Can you return, word for word, the lines from the one containing "the red shorts." up to and including the one containing "267 167 L 272"?

-- Start of Listing --

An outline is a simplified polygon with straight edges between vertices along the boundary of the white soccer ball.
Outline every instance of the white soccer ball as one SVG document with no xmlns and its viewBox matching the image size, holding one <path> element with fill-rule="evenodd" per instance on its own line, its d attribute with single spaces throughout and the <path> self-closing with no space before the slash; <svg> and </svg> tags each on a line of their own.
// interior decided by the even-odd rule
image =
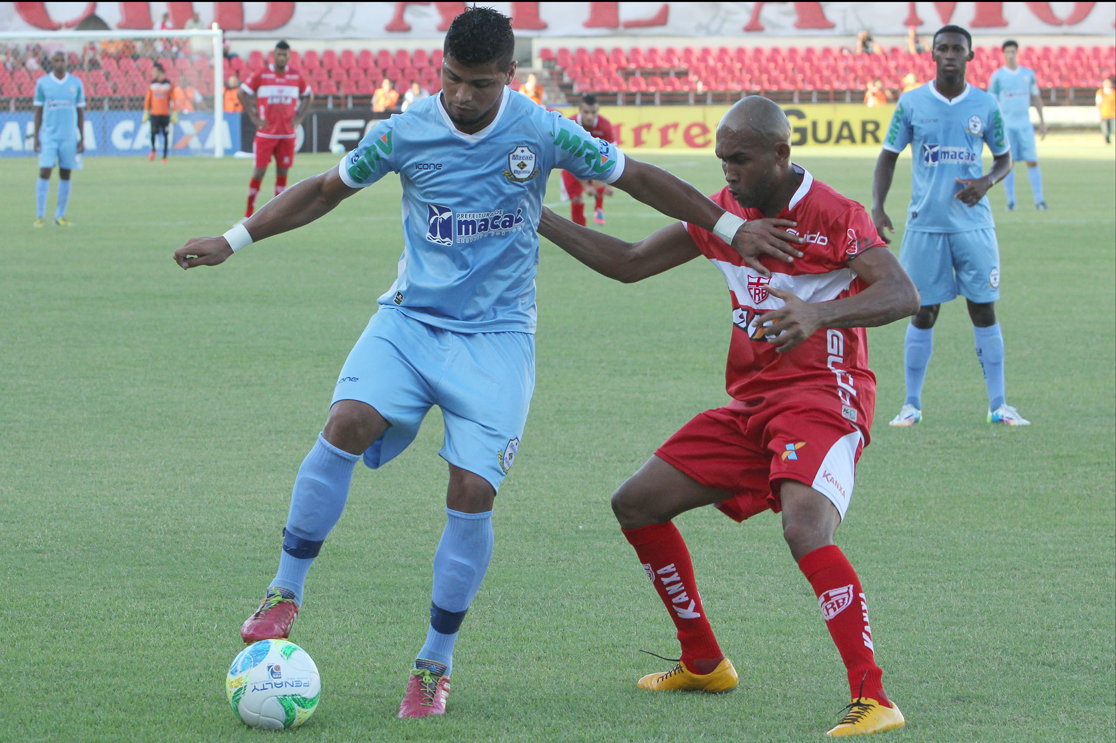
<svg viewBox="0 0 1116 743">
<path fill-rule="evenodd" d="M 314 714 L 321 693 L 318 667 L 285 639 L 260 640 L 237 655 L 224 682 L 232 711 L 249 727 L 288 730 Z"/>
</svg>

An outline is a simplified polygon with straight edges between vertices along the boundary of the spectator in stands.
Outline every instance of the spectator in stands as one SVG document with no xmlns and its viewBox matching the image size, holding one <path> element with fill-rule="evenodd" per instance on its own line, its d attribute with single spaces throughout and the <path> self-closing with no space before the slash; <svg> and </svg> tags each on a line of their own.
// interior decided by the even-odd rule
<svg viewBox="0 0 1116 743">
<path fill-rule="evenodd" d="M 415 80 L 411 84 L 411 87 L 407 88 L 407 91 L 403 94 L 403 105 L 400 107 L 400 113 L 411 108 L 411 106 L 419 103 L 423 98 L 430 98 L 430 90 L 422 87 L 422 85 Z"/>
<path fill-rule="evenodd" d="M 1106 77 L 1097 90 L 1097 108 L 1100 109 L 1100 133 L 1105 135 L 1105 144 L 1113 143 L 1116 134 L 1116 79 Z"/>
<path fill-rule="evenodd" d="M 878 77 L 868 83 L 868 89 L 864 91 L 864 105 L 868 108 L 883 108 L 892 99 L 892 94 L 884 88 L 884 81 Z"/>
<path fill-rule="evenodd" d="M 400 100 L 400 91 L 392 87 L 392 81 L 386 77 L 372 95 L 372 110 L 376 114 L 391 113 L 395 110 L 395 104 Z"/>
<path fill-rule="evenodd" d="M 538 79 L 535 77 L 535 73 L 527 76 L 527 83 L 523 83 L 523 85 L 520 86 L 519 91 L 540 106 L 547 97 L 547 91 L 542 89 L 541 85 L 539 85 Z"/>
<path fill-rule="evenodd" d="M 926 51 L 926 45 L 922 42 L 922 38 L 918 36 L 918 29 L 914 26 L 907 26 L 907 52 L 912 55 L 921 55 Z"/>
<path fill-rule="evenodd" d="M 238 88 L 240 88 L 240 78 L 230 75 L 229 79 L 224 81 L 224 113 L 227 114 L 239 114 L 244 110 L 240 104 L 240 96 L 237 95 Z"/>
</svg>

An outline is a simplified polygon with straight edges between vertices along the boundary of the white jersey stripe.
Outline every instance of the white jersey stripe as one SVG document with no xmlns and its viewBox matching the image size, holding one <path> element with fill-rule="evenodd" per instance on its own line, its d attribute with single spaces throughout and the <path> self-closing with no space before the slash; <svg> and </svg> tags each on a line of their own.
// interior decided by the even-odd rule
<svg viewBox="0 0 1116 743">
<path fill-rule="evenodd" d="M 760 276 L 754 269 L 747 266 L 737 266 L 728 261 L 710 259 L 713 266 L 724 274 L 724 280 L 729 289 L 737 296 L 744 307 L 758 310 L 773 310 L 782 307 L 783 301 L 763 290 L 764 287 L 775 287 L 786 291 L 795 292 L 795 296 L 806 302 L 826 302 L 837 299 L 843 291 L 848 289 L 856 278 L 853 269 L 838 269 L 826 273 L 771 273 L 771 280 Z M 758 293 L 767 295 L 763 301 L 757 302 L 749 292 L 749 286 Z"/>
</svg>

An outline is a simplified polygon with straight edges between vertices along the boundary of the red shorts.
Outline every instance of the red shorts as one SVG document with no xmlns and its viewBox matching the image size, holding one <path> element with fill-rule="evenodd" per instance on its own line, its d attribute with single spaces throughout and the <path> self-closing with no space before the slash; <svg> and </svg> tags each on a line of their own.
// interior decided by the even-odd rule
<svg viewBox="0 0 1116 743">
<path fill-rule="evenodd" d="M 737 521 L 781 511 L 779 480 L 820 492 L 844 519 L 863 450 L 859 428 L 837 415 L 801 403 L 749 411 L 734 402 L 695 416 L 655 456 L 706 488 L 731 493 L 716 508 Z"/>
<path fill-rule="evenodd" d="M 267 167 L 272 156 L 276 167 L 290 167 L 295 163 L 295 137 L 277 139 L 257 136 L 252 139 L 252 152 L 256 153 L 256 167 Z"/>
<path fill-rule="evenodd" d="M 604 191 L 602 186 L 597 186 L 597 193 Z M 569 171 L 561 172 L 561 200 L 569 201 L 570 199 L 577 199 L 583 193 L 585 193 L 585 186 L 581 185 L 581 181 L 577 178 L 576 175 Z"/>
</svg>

-- End of Listing --

■ Result for this task ■
An outline is a simplified polygon with straight edges between vertices along the boundary of the red shorts.
Outline every instance of the red shorts as one SVG document with no xmlns and its viewBox matching the image size, holding one <path> element with fill-rule="evenodd" per instance on its own line, its d attribute with single spaces throughout and the <path> self-closing with no space before the slash; <svg> and </svg> tags each on a line of their own.
// interior decided by the even-odd rule
<svg viewBox="0 0 1116 743">
<path fill-rule="evenodd" d="M 737 521 L 781 511 L 779 480 L 820 492 L 844 519 L 863 450 L 859 428 L 837 415 L 801 403 L 749 411 L 734 402 L 695 416 L 655 456 L 706 488 L 731 493 L 716 508 Z"/>
<path fill-rule="evenodd" d="M 267 167 L 272 156 L 276 167 L 290 167 L 295 163 L 295 137 L 277 139 L 257 136 L 252 139 L 252 152 L 256 153 L 256 167 Z"/>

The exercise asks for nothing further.